## Begin Data listing
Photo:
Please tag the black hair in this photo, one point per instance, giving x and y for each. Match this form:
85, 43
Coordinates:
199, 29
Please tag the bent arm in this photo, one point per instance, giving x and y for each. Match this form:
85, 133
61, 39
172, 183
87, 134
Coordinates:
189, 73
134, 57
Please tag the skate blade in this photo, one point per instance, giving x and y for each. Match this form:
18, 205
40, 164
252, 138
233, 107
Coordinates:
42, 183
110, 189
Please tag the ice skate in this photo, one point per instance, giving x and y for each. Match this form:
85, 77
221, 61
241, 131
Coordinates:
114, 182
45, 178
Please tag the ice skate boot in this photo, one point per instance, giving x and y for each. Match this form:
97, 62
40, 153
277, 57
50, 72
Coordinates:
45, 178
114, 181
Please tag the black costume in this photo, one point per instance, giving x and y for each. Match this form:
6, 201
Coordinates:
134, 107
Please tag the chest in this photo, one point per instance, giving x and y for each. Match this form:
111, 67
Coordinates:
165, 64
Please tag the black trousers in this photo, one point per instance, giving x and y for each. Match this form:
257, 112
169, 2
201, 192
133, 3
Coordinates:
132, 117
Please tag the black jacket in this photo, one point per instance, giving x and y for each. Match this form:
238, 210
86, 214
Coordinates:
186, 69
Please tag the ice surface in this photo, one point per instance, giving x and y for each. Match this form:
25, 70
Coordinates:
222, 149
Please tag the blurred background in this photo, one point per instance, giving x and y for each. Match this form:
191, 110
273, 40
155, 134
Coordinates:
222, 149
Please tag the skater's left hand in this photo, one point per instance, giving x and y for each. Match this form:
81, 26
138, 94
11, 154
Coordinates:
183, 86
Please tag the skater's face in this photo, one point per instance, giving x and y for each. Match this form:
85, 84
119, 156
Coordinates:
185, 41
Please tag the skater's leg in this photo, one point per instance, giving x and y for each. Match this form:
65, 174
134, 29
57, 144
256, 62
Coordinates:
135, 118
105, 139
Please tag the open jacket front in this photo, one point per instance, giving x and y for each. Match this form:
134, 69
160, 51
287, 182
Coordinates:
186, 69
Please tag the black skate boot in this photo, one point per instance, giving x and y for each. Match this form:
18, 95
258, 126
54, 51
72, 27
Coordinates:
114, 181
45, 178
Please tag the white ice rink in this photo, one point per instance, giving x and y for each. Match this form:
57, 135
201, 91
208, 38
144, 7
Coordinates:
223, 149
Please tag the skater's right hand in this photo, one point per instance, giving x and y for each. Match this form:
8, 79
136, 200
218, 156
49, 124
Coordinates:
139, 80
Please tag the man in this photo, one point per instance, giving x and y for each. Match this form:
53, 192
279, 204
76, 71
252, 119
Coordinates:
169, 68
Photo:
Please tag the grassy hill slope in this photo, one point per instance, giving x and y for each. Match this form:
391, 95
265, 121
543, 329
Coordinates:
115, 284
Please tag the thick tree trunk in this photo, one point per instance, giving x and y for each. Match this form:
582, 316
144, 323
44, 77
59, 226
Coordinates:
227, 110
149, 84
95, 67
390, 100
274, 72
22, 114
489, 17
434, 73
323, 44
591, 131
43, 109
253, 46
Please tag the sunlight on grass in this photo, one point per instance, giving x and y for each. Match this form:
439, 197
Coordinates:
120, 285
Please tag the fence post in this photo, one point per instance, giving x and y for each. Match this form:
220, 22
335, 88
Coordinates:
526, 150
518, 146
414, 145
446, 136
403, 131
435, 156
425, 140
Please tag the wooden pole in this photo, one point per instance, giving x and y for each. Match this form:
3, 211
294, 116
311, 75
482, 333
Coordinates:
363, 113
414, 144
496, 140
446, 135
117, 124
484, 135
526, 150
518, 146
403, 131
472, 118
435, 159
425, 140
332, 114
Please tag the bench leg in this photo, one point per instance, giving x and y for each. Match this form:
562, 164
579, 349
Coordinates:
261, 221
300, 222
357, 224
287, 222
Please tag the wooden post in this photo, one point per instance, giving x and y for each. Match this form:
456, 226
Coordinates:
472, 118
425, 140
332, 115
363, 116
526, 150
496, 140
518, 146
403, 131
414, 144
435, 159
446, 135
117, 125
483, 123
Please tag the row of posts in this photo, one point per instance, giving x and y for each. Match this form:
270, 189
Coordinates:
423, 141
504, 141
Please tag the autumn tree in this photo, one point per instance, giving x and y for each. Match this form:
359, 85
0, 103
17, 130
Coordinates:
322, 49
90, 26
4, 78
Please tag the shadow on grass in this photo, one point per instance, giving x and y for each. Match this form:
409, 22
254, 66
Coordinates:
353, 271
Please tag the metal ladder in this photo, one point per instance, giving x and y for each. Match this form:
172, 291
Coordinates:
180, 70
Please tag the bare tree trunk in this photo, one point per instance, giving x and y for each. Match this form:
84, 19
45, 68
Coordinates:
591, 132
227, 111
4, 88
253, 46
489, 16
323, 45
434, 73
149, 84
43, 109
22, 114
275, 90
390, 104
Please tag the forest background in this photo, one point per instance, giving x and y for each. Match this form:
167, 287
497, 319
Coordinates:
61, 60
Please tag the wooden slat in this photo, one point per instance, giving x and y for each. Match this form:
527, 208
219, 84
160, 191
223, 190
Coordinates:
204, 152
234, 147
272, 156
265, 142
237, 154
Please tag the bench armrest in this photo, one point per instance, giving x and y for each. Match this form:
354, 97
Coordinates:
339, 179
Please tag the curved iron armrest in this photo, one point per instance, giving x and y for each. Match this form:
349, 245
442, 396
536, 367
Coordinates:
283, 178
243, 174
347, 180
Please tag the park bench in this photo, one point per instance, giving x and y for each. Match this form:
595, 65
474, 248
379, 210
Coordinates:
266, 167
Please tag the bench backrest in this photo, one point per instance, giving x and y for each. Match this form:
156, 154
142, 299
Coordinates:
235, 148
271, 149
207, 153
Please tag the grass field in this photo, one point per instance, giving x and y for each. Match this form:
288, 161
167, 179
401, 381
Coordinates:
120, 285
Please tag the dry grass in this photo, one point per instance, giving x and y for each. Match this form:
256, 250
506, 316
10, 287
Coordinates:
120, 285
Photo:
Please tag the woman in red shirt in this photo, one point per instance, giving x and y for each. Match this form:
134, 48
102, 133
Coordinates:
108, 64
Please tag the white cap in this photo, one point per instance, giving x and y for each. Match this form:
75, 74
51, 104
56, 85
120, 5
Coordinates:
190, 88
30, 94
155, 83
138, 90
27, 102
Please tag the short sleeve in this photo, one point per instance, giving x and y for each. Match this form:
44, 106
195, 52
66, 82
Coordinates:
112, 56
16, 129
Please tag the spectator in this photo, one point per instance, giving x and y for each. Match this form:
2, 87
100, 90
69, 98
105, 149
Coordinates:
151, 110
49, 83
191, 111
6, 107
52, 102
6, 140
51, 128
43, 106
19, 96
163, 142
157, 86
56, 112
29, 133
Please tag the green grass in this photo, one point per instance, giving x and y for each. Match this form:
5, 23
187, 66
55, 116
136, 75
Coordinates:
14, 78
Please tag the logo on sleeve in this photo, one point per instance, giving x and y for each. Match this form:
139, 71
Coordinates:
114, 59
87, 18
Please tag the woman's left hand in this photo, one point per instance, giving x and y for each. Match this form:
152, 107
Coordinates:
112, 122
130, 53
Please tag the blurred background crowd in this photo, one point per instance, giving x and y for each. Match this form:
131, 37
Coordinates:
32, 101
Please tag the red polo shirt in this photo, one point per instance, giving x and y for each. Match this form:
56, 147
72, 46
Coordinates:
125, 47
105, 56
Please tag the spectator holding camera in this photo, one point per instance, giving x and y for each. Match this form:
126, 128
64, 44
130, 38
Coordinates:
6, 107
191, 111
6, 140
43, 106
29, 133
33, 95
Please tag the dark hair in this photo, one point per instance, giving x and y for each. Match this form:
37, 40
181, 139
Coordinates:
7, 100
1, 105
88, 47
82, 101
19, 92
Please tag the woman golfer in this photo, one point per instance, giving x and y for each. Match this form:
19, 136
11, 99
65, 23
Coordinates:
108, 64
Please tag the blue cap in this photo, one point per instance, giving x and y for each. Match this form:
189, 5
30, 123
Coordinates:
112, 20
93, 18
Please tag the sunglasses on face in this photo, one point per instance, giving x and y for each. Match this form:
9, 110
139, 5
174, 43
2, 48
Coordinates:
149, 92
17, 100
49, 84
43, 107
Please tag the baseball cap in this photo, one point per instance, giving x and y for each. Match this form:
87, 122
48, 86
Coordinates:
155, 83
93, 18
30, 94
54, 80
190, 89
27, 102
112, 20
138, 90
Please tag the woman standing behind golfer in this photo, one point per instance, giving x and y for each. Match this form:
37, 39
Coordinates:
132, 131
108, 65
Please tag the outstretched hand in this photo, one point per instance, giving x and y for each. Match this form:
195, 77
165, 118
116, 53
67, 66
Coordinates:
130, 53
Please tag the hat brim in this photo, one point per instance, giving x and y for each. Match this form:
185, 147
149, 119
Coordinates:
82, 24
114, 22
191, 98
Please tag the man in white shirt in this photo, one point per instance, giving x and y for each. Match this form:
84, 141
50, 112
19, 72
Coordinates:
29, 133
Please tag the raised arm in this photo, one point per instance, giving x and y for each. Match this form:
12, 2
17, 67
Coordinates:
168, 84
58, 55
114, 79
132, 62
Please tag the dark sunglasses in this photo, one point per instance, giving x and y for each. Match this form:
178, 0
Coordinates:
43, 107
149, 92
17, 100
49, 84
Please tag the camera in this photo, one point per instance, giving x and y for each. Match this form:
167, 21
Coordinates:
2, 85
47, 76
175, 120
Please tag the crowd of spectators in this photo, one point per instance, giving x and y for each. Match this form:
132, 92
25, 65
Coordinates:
## End Data listing
— Request —
Starting at the line that contains "Please tag the hat", quote each remaining line of the entries above, unchanged.

— Complete response —
Please tag the hat brim in this photo, one point per instance, giving x and y for each. Match this form:
185, 147
149, 119
Coordinates:
82, 24
114, 22
191, 98
Please tag the man in white shirt in this photo, one point per instance, giving x and y for each. Match this form:
84, 141
50, 112
19, 72
Coordinates:
29, 133
Please tag the raised arm in this photo, one point per instance, giving x and y for each. Match this form:
12, 2
17, 67
Coordinates:
168, 84
58, 55
114, 79
132, 62
Please tag the dark sunglasses in this photo, one point per instance, giving x and y for each. Match this form:
178, 0
Coordinates:
43, 107
149, 92
17, 100
49, 84
Please tag the camera in this photo, one point per instance, giving x and y for each. Match this form:
167, 21
Coordinates:
2, 85
47, 76
175, 120
Please tag the crowd of spectators in this photo, one point per instance, giving x and y for each. Match this form:
132, 92
25, 65
Coordinates:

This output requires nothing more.